• [EXERCISE GOAL]: For each numbered statement, say yes or no to whether it agrees with the passage on exercise below, and quote the words of the passage that decide it. 1. A century ago, type-2 diabetes was never seen in people younger than 40. 2. Sixty percent of all teenagers have at least one risk factor for coronary artery disease. 3. More than 700 genes differed in expression between young and old rats with immobilized limbs.

More Than You Ever Wanted To Know About Exercise

You'll find an excellent long article at RedNova on the way in which exercise relates to metabolism, gene expression, chronic disease, mitochondrial function, biochemistry, health and longevity. Very good stuff.

To emphasize just how profound this effect is and how recently it has become critical, consider that a century ago type-2 diabetes was never seen in humans younger than 40 years. Even two decades ago it was routinely called "adult-onset diabetes." Today, physicians are seeing "adult" diabetes in 10-year-olds. But it's not just diabetes that's cropping up in youth. Sixty percent of overweight teenagers already have at least one risk factor for coronary artery disease. Whatever merits youth sports may have for social development, young people (and old) need physical activity outside of sports just to maintain metabolic homeostasis to prevent many chronic diseases that will shorten their lives.


Work to understand how physical inactivity changes the mixture of proteins made as old skeletal muscle becomes physically inactive remains ongoing. Booth and Scott Pattison of the University of Missouri used small glass plates containing thousands of copies of genes to measure mRNA made by muscle. We found that more than 700 genes (out of about 24,000 measured) changed when comparing old to young skeletal muscles. Since many patients with, for example, broken hips successfully survive the surgical repair but later die with weak skeletal muscles, we wanted to identify the genes responsible for the inability of the weak skeletal muscles to get strong again in old humans. Old rats experience a similar loss in ability to enlarge skeletal muscle after limb immobilization, so we looked at differences using the animal model. A total of 354 genes differed in their expression in skeletal muscle between young and old rats with immobilized limbs. As we write, our current work focuses on determining which of these genes are the culprits that prevent recovery of skeletal-muscle strength after limb immobilization.

Data taken from a collection
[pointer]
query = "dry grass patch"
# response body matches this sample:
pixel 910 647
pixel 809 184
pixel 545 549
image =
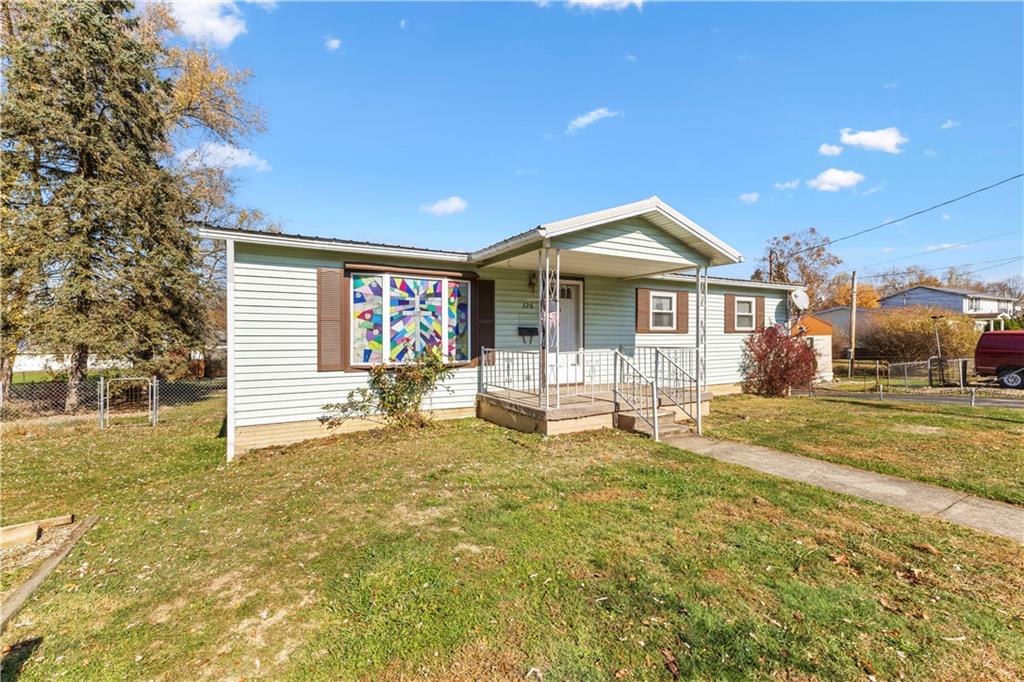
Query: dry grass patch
pixel 974 450
pixel 464 551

• [TASK SOLUTION]:
1. Yes: "a century ago type-2 diabetes was never seen in humans younger than 40 years"
2. No: "Sixty percent of overweight teenagers already have at least one risk factor for coronary artery disease."
3. No: "A total of 354 genes differed in their expression in skeletal muscle between young and old rats with immobilized limbs."